Task
Copy the lines from the one with "of the white" up to and including the one with "332L199 349L249 343L267", swapping "dark" for "black" and changing nothing else.

* START *

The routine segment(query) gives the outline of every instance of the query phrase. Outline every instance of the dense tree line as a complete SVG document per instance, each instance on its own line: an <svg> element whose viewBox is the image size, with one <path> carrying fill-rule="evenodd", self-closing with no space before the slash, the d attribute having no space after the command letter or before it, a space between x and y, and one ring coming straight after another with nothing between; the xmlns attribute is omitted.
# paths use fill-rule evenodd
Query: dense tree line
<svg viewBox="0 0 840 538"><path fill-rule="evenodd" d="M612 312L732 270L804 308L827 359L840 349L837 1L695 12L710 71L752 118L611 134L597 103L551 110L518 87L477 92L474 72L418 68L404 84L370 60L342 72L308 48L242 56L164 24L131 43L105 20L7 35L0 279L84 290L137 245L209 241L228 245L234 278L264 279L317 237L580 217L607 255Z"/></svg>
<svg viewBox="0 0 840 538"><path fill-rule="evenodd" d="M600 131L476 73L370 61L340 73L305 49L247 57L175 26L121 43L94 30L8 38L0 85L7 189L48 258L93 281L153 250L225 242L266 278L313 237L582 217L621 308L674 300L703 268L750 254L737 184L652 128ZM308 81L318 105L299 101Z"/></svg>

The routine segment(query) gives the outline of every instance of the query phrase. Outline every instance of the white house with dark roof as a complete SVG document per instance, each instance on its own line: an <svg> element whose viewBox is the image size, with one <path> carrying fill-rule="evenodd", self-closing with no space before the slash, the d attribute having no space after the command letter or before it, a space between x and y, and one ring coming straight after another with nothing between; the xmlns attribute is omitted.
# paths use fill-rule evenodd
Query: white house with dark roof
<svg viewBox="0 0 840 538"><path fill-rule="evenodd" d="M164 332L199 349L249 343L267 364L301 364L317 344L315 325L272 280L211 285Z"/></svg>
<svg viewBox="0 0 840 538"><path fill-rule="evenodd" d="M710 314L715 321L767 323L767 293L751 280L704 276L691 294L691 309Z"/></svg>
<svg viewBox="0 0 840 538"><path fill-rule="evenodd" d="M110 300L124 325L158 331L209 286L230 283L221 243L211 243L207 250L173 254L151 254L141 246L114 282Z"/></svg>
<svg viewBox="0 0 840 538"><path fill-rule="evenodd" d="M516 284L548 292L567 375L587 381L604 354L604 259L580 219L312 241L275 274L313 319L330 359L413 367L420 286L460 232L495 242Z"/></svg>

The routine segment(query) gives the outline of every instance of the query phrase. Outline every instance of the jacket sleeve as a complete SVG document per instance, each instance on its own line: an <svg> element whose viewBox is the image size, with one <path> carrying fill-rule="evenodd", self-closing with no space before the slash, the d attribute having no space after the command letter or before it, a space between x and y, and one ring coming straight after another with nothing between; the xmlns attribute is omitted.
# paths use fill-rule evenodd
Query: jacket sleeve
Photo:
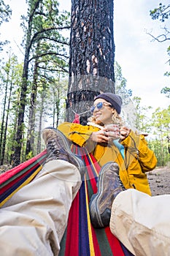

* END *

Task solution
The routine segment(query) gives the outline of every instance of the query phrase. Outline every instance of the white house with black roof as a complete SVG document per instance, each instance on its own line: an <svg> element whose viewBox is the image size, with one <path> carrying fill-rule="evenodd", self-closing with no space before the slash, the d attribute having no space after the command letter or before it, a space between x and y, and one ring coming straight after another with nothing between; the xmlns attribute is omitted.
# paths use fill-rule evenodd
Query: white house with black roof
<svg viewBox="0 0 840 538"><path fill-rule="evenodd" d="M164 332L199 349L249 343L267 364L301 364L317 344L315 325L272 280L211 285Z"/></svg>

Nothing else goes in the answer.